> [Written task] Please collect and copy out every row below that contains the string "stone". Case counts.
>> START Data for this task
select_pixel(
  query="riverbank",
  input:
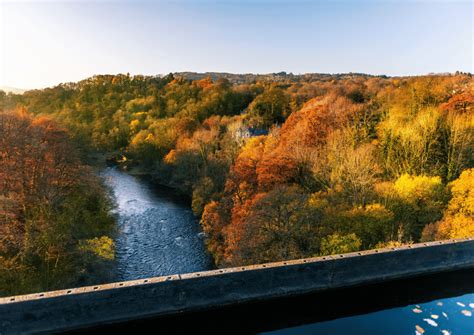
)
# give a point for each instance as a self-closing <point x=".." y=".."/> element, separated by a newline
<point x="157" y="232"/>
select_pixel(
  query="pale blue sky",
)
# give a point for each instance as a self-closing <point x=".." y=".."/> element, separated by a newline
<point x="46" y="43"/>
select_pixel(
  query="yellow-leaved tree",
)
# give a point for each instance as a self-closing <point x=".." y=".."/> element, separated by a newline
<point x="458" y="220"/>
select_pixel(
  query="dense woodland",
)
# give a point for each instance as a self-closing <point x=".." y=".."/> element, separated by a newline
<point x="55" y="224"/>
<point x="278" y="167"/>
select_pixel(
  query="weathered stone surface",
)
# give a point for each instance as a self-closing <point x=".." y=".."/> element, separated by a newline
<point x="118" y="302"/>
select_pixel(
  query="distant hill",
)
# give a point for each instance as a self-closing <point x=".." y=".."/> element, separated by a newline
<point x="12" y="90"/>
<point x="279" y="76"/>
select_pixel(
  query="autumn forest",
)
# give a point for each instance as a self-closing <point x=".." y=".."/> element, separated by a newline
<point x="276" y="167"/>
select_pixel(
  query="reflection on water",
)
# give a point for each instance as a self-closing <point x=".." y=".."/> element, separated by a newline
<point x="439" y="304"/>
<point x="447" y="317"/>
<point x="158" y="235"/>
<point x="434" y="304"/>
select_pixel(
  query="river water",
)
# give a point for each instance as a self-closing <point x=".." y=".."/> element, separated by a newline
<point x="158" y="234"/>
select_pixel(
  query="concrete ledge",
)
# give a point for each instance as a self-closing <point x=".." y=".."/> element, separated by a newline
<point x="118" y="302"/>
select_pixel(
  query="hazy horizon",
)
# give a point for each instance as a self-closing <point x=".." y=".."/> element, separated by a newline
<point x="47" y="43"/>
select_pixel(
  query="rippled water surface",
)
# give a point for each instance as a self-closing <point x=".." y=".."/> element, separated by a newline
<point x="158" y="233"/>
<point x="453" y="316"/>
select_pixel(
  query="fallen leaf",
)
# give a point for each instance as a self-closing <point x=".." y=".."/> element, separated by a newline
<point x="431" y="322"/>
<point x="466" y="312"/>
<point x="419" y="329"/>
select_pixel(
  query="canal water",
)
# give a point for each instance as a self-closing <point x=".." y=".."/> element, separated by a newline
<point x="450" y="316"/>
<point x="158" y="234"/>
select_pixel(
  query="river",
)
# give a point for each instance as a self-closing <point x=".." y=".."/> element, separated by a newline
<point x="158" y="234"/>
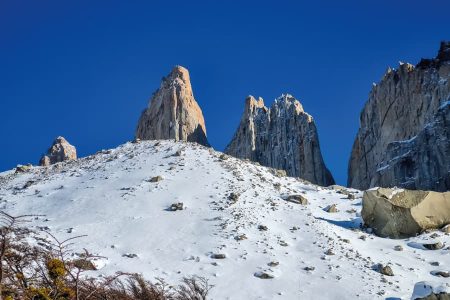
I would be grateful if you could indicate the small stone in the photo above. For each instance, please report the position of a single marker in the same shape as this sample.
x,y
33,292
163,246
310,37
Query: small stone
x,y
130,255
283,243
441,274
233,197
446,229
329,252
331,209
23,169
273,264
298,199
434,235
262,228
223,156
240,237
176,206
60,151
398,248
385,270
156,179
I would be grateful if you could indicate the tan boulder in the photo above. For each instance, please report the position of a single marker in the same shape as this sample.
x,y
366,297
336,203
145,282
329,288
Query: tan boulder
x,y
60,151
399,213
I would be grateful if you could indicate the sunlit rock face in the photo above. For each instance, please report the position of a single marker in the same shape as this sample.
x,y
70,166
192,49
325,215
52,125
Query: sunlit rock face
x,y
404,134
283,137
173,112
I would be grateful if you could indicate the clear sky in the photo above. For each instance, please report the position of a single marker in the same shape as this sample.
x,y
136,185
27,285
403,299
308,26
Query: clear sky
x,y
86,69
>> END Data for this task
>> START Data for this task
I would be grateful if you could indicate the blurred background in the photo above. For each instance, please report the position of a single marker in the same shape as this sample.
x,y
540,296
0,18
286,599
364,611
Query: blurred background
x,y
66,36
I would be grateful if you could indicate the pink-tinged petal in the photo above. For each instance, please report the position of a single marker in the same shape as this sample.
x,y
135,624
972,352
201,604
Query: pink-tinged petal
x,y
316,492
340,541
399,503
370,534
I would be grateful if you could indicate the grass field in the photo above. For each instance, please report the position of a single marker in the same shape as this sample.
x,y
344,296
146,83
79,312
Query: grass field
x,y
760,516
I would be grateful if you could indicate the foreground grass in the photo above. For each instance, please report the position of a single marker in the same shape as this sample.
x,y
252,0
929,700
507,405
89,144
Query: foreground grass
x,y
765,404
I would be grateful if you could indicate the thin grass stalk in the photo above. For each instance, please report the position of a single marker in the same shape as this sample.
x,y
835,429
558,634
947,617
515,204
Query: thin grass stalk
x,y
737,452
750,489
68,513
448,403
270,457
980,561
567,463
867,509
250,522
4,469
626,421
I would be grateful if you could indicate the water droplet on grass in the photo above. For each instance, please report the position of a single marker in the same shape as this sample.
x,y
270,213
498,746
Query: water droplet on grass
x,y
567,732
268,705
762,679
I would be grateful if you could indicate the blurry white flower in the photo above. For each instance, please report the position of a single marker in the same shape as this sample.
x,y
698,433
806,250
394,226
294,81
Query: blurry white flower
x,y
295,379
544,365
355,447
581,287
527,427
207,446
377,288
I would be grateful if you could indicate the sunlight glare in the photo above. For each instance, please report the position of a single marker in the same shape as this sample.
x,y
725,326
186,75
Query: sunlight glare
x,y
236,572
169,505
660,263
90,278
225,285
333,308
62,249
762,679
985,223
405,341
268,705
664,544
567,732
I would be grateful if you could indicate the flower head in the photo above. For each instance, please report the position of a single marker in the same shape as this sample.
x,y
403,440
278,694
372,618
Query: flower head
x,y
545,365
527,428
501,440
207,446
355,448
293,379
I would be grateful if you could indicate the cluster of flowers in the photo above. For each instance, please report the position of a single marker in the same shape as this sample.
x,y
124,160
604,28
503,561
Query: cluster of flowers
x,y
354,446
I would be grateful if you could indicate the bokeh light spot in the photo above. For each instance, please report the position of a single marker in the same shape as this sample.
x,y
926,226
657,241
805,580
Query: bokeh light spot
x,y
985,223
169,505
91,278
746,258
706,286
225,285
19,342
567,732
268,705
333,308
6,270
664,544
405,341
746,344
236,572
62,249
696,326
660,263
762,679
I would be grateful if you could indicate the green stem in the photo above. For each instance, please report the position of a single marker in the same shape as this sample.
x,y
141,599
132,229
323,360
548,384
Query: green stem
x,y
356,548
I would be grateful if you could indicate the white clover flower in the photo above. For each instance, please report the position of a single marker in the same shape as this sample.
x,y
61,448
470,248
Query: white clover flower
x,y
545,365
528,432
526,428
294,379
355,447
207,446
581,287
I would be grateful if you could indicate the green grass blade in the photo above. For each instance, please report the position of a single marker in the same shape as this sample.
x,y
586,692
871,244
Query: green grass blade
>> END Data for this task
> [Solution for this task]
  query="weathered stone surface",
I would be grateful if you could indicate the small stone in the photo above. For each instance, please report the position of a single marker in the same shape as this sample.
Query: small stone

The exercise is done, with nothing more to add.